RAW DATA:
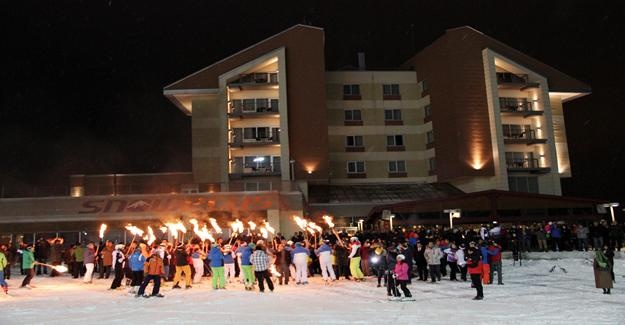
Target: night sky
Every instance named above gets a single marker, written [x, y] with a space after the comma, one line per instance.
[82, 80]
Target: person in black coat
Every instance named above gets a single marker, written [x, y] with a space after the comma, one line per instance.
[283, 260]
[422, 264]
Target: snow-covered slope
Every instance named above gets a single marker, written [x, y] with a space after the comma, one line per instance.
[531, 295]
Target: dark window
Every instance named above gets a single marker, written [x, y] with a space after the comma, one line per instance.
[351, 90]
[353, 115]
[390, 90]
[392, 114]
[394, 140]
[427, 110]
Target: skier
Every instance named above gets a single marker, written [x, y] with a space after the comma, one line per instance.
[324, 252]
[283, 260]
[462, 263]
[197, 258]
[354, 260]
[299, 256]
[89, 260]
[401, 275]
[154, 272]
[3, 264]
[118, 260]
[136, 261]
[452, 260]
[474, 264]
[433, 256]
[494, 250]
[216, 256]
[260, 260]
[246, 265]
[378, 262]
[182, 266]
[229, 268]
[28, 264]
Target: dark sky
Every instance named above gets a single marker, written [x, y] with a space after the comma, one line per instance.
[82, 80]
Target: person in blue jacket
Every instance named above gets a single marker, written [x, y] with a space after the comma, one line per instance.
[216, 256]
[137, 262]
[245, 252]
[299, 256]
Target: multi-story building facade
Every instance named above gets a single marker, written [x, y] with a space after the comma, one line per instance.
[275, 134]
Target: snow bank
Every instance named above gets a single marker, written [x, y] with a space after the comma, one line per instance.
[531, 295]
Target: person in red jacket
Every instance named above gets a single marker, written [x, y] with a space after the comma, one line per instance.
[474, 264]
[494, 251]
[401, 275]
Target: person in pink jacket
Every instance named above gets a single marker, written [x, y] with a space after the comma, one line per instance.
[401, 275]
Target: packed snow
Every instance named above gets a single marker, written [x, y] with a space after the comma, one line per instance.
[531, 295]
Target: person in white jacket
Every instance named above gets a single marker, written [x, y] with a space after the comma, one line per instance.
[433, 256]
[324, 252]
[462, 263]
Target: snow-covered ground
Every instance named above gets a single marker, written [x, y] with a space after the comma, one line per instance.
[531, 295]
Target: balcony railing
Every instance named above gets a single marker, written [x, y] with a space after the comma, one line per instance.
[237, 171]
[258, 78]
[253, 107]
[526, 164]
[518, 105]
[514, 80]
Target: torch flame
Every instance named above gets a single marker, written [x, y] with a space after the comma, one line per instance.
[102, 229]
[134, 230]
[328, 220]
[263, 232]
[151, 236]
[269, 227]
[215, 225]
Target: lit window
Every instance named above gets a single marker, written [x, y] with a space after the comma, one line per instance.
[392, 115]
[351, 90]
[354, 141]
[390, 90]
[355, 167]
[397, 166]
[395, 140]
[353, 115]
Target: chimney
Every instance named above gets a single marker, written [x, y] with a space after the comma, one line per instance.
[361, 61]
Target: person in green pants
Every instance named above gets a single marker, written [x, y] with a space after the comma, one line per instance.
[354, 260]
[217, 266]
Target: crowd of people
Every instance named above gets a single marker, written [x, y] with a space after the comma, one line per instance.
[394, 259]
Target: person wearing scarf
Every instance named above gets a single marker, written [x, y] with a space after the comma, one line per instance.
[603, 278]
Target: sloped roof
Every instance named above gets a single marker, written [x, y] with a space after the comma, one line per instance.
[466, 36]
[207, 78]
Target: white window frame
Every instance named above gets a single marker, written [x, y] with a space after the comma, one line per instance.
[355, 165]
[396, 164]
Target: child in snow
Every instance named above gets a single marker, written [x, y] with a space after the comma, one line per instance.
[401, 275]
[3, 264]
[28, 264]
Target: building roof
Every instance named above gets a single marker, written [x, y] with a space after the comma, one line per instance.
[368, 193]
[558, 81]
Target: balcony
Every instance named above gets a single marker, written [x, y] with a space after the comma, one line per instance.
[531, 165]
[508, 80]
[258, 80]
[251, 108]
[254, 170]
[518, 106]
[522, 136]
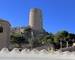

WORK ITEM:
Print all entries exactly, without images.

EXERCISE RESULT:
Target: night sky
Every instance named above gets a single marker, written [x, y] with a space after the comma, one line per instance.
[82, 80]
Target: person in black coat
Every instance named above gets a single marker, written [x, y] with a space after the comma, one line per instance.
[283, 260]
[422, 264]
Target: snow-covered slope
Every instance named above gets a single marker, written [x, y] with a space after the comma, one line per instance.
[531, 295]
Target: dark window
Every instance named above gets a single marker, written [x, y] with a space after the comma, one line per instance.
[351, 90]
[353, 115]
[390, 90]
[392, 114]
[394, 140]
[427, 110]
Target: skier
Every instance named above gets a single marker, written [x, y] with a space after the comma, one line per instance.
[324, 252]
[283, 260]
[462, 263]
[197, 258]
[354, 260]
[299, 256]
[89, 260]
[401, 275]
[154, 272]
[3, 264]
[118, 260]
[136, 261]
[452, 260]
[474, 264]
[433, 256]
[494, 250]
[216, 256]
[260, 260]
[246, 265]
[378, 262]
[182, 266]
[229, 268]
[28, 264]
Target: dark sky
Every instance named above gets a single marker, written [x, y] with a space after the comma, one line per instance.
[82, 80]
Target: person in blue jacket
Every instance named above gets a single marker, written [x, y] with a space after the comma, one line per instance.
[216, 256]
[137, 262]
[245, 252]
[299, 256]
Target: multi-story building facade
Every instance named above gets a single marker, written [x, y] with a space after the comma, one line per instance.
[275, 134]
Target: snow bank
Every instance named above gets a single marker, written [x, y] with a space after the comma, one line per instance.
[531, 295]
Target: person in red jacket
Every instance named above gets a single marker, written [x, y] with a space after the comma, one line per instance.
[474, 264]
[494, 251]
[401, 275]
Target: person in pink jacket
Every instance named above gets a single marker, written [x, y] with a space after the comma, one line per instance.
[401, 275]
Target: packed snow
Every instance named above gets a single marker, written [x, y] with a space after the comma, one line per instance.
[531, 295]
Target: person in white jacket
Every instance named above gets a single marker, written [x, y] with a space after the comma, one line per instance.
[433, 256]
[324, 252]
[462, 263]
Target: snow-covered ground
Every instance named above gets a single marker, written [x, y] with a space after the comma, one line per instance.
[531, 295]
Target: balcony railing
Every instance named above gets a single marker, written [x, y] with a space after the comma, one line per instance.
[237, 171]
[258, 78]
[253, 107]
[526, 164]
[518, 105]
[514, 80]
Target: torch flame
Every instance named above gets a single marker, written [x, y] with a space after the comma, one line per instance.
[102, 229]
[134, 230]
[328, 220]
[263, 232]
[151, 236]
[269, 227]
[215, 225]
Target: lit window
Every instance named above gets a single marker, written [x, y] with a space after the comma, one line per instance.
[392, 115]
[351, 90]
[354, 141]
[390, 90]
[355, 167]
[397, 166]
[395, 140]
[353, 115]
Target: chimney
Every instance named above gets a single marker, written [x, y] with a space after the comma, one line per instance.
[361, 61]
Target: person in green pants
Every instance named above gets a single marker, written [x, y] with a space after the comma, one line per instance.
[354, 260]
[217, 266]
Target: crowd of people
Every instance named above gets a single marker, written [x, y] with a space after the comma, one line per instance.
[394, 259]
Target: person wearing scarf
Every instance named above gets a single marker, written [x, y] with a space after the comma, one line per instance.
[603, 278]
Target: sloped roof
Every instance named above gets a single marker, written [x, y] with a space after the comma, one line per instance.
[466, 36]
[207, 78]
Target: white window frame
Every instance named above gets a single marker, written [x, y] with a space after the comma, one line per instance.
[355, 165]
[396, 164]
Target: child in snow
Every instance named above gets a single marker, written [x, y] with a space after the comma, one line per instance.
[401, 275]
[3, 264]
[28, 264]
Target: building roof
Every instance named above gets a single marker, written [x, y] with a space after the comma, one line per instance.
[368, 193]
[558, 81]
Target: balcony
Every instance named above gets a single marker, written [x, y] with a space after the comma, one line per instance.
[531, 165]
[508, 80]
[258, 80]
[251, 108]
[254, 170]
[518, 106]
[522, 136]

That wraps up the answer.